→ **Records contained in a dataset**

— Start —

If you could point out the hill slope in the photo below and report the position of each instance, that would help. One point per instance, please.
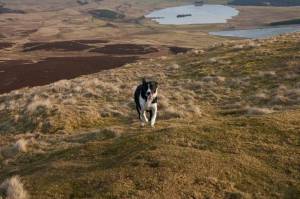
(228, 127)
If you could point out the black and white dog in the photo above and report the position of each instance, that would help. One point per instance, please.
(145, 98)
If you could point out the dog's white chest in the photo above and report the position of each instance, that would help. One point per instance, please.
(146, 105)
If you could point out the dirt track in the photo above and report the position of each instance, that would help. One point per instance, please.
(5, 45)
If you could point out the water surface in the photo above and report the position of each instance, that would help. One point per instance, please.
(206, 14)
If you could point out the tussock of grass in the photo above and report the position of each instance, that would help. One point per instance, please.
(13, 189)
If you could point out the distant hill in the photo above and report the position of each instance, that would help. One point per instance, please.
(266, 2)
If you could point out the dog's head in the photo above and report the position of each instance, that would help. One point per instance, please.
(150, 89)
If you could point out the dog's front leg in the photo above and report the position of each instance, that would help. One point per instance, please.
(144, 118)
(153, 119)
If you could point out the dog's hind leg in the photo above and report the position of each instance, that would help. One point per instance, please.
(153, 118)
(139, 111)
(151, 114)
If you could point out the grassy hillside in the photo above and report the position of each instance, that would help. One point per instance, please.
(228, 127)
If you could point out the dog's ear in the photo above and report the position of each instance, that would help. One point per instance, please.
(144, 80)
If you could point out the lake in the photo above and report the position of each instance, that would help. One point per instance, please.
(191, 14)
(258, 33)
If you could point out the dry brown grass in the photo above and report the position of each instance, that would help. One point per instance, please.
(13, 189)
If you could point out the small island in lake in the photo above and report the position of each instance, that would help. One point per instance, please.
(184, 15)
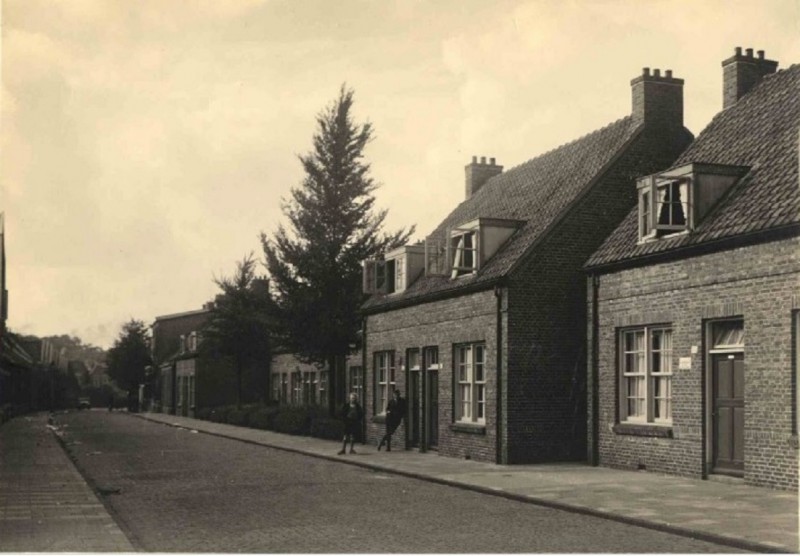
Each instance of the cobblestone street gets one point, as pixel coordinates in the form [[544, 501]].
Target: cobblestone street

— End —

→ **Challenge**
Return each line of the data, keeping its wording exact and omitting pictures.

→ **Exercise result**
If you could point out the hill slope in the photo below and report the position of each instance, that would help. One point per instance, please.
(228, 127)
If you could point out the black and white dog in the photo above and report the position of each instance, that would help. One point per instance, please.
(145, 98)
If you could point out the dog's white chest in the photo above and report the position of each instance, that would help. One point per instance, please.
(146, 105)
If you could point out the dirt track in the photo above and report the position of each instance, that would help. One point per instance, please.
(5, 45)
If you could point out the water surface in the photo above and report the position of each instance, that would help. One point per instance, please.
(206, 14)
If you could point out the tussock of grass in the photo above and report the position of each instance, that would help. One point per instance, please.
(13, 189)
If you could point out the distant hill in the photo above and report the position of each instance, that would help. One point per instance, please.
(266, 2)
If you could point out the dog's head in the photo above and report the position of each instance, that would help. One point per instance, please.
(150, 89)
If you could point out the dog's front leg in the photo above and report the position of each instance, that would help. One point per instance, please.
(144, 118)
(153, 119)
If you could point out the dog's hind leg in the photo above and report the position of each instance, that would help. One point per instance, please.
(153, 118)
(139, 111)
(151, 114)
If you could point out the grassy hillside in the photo above and report the position of each instance, that would help. One point per instance, please.
(228, 127)
If you could point out the dog's ear in the photo above and report the position of each instance, that would help. One point per instance, please.
(144, 80)
If you could point out the lake in the photo above and report the position of each instance, that would help. One point per instance, please.
(191, 14)
(258, 33)
If you could point out the dry brown grass in the photo above and report the position of each instance, that would help. One point per instance, please.
(13, 189)
If you could point out the small island in lake in the photo above and report the position of each instance, that would help. One point per instance, please.
(184, 15)
Each instance of the cobblestone street gets one point, as pixel coordinates in the form [[544, 501]].
Target: cobblestone street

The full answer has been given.